■ ACTIVITY
Present each line of the entries below that holds the word "query".

________________

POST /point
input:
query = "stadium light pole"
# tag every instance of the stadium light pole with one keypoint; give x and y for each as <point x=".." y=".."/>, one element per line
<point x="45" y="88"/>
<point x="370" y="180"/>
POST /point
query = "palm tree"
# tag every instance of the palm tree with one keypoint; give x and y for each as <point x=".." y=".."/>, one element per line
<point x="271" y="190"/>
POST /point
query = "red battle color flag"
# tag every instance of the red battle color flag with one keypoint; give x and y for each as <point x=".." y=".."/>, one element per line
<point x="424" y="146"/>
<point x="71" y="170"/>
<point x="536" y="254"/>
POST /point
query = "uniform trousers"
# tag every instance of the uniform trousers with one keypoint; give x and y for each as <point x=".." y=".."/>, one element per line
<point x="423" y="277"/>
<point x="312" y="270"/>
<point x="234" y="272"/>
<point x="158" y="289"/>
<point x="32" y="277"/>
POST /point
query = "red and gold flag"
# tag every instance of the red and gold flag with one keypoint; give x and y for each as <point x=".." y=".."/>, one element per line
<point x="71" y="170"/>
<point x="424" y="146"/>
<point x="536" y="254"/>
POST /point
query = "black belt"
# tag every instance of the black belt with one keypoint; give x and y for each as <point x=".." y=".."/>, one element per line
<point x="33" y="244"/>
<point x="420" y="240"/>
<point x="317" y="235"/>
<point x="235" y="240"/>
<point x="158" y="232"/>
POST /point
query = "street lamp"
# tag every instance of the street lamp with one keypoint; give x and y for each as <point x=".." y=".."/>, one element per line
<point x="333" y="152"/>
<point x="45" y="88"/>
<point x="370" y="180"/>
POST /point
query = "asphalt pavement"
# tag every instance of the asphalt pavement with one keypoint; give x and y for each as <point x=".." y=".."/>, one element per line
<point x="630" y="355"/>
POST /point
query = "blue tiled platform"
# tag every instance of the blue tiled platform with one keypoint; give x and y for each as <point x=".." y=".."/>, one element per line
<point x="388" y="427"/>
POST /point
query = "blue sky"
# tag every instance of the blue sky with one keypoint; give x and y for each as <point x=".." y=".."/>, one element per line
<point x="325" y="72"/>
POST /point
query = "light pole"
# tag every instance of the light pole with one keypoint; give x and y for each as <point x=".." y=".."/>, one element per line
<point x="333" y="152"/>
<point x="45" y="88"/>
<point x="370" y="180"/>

________________

■ OUTPUT
query = "stadium light pole"
query = "palm tree"
query = "red battle color flag"
query = "uniform trousers"
query = "red and gold flag"
query = "black belt"
query = "street lamp"
query = "asphalt pavement"
query = "blue tiled platform"
query = "blue sky"
query = "light pole"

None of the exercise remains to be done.